ENTRIES SHOWN
+++
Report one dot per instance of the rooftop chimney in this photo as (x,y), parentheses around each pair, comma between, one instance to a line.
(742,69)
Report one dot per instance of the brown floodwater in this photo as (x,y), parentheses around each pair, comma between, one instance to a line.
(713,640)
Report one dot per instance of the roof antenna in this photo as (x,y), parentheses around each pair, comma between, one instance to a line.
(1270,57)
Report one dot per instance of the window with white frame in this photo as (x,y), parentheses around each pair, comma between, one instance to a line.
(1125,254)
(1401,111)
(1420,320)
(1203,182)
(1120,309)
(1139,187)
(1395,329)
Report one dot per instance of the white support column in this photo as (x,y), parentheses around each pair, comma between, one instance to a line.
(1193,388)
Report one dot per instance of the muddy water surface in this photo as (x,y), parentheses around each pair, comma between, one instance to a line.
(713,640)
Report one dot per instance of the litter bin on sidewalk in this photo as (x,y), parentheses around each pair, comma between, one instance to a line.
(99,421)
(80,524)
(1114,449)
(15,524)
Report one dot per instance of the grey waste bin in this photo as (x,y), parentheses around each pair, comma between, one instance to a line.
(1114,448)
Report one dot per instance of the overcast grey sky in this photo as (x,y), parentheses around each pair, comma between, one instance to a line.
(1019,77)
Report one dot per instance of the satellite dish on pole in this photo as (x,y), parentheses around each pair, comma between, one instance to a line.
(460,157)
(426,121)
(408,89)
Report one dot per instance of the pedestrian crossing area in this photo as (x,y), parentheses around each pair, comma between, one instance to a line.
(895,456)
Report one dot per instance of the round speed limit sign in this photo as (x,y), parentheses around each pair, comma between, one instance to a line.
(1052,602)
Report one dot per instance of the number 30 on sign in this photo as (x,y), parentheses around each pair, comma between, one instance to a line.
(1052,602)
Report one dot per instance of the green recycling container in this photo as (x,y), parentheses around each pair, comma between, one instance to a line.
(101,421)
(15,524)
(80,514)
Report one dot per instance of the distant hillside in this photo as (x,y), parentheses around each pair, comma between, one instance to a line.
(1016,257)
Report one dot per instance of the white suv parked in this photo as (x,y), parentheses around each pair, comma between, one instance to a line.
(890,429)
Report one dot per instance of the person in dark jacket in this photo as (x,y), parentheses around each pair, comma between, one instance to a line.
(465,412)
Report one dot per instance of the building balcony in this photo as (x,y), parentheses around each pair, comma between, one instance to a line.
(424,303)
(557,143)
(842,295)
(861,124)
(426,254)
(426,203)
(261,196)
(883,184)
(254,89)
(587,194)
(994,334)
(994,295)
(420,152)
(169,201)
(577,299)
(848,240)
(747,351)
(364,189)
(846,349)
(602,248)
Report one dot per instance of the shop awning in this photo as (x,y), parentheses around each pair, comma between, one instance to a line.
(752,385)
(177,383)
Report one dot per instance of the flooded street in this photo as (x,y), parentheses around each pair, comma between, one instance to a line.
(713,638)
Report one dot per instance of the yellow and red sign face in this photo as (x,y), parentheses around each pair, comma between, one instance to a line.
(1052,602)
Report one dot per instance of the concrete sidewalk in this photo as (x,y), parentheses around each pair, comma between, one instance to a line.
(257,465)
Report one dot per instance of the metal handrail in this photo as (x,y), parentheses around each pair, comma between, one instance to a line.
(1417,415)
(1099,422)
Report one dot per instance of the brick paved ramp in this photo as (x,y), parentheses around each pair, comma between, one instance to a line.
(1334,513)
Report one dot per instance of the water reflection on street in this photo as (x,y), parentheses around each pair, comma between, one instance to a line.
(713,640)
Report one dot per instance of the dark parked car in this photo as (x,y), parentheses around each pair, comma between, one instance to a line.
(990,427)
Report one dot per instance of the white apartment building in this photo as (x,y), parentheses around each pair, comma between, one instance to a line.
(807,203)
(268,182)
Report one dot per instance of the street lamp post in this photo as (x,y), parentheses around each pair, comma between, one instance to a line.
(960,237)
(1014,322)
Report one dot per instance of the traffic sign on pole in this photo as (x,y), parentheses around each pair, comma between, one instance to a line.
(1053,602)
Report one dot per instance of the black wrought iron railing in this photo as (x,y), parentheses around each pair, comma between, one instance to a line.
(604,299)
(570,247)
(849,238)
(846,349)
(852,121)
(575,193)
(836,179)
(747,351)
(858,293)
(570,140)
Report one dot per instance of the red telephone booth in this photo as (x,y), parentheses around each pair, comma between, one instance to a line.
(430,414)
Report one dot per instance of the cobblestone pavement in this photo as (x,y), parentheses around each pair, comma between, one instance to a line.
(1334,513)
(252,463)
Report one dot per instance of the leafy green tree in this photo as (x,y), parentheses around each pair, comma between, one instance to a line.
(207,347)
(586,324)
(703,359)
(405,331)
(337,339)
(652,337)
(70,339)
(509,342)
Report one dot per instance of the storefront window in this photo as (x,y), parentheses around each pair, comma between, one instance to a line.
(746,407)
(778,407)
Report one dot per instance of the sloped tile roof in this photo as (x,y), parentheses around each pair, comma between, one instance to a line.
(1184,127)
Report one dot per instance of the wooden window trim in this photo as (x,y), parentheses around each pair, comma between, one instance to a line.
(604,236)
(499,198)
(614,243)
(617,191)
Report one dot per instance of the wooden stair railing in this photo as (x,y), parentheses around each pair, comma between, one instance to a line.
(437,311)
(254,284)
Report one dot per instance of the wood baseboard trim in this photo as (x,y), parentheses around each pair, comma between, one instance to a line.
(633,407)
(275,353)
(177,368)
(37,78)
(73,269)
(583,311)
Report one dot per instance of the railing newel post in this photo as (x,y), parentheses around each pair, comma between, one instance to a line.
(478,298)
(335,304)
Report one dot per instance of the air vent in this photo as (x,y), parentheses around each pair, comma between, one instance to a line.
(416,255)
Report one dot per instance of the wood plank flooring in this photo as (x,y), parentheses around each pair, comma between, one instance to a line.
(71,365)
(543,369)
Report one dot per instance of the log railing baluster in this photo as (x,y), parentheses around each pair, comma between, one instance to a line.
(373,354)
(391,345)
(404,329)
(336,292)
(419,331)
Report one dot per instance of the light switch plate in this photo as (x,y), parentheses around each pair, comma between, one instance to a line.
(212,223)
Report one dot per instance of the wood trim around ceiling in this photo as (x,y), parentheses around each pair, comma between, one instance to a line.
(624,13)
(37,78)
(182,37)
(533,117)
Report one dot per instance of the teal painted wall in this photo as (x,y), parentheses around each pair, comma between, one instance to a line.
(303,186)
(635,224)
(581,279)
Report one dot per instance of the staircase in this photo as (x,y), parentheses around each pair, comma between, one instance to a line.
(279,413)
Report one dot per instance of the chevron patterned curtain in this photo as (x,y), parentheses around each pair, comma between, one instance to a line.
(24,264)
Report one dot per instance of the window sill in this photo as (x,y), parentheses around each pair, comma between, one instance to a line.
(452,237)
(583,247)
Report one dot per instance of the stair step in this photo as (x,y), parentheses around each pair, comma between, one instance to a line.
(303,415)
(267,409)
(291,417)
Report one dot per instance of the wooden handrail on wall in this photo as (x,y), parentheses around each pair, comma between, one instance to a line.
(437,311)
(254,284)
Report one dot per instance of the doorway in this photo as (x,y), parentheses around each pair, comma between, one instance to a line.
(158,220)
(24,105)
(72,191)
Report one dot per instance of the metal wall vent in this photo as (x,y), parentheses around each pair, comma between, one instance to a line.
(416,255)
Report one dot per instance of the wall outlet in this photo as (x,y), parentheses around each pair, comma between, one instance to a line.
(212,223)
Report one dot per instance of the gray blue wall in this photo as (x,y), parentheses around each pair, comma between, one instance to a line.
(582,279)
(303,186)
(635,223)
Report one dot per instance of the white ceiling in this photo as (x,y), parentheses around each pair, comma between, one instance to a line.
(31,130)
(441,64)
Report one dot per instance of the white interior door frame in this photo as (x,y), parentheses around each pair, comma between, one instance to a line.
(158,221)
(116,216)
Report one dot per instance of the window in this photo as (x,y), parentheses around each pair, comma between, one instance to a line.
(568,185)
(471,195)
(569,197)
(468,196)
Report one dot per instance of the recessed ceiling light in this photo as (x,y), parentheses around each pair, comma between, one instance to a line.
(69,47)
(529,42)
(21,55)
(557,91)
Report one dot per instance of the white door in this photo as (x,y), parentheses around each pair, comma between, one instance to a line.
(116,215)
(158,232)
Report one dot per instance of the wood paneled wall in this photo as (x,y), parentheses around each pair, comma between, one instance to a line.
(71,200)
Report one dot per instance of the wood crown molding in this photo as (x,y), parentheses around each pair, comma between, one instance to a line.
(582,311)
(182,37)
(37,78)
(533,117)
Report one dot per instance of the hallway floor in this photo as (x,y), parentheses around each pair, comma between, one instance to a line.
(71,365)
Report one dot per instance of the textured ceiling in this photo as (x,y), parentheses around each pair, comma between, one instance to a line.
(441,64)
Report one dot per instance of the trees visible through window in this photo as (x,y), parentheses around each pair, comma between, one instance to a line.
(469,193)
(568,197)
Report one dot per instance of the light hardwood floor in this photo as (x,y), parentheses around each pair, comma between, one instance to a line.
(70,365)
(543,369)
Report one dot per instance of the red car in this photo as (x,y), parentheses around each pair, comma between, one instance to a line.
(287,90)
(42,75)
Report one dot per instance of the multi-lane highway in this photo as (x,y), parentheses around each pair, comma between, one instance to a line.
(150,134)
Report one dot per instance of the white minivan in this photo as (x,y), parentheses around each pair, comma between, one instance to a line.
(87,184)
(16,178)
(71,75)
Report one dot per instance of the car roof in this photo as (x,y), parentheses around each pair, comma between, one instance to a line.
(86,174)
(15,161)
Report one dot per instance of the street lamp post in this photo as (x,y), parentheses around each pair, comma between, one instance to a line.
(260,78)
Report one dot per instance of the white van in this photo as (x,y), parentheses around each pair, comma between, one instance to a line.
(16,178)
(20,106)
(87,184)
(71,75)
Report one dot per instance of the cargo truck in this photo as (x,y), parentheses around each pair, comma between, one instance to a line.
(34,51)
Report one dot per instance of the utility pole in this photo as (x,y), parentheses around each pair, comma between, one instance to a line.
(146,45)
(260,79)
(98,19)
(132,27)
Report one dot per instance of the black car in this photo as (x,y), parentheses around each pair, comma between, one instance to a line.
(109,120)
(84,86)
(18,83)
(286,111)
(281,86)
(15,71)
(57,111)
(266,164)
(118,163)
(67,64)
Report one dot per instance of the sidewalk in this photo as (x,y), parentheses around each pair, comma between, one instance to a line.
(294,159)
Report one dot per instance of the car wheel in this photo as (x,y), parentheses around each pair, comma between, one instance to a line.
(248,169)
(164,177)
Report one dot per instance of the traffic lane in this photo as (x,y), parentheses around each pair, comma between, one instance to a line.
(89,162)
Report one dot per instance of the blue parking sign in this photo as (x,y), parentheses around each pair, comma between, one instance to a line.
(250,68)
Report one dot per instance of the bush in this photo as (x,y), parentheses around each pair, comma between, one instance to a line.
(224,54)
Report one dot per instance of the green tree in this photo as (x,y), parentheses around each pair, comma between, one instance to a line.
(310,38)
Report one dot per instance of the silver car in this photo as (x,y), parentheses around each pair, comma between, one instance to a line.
+++
WORK TO COMPLETE
Your answer should be the lines from the one containing "Report one dot per instance of the green tree" to the end of the entries above, restated exactly and alone.

EXPECTED ANSWER
Report one dot per instance of the green tree in this photo as (x,y), parentheses around each pair, comma between, one instance to a line.
(310,38)
Report one dot per instance of the silver car in this photo as (x,y), parentheses around each pair, comma between, one instance to a line.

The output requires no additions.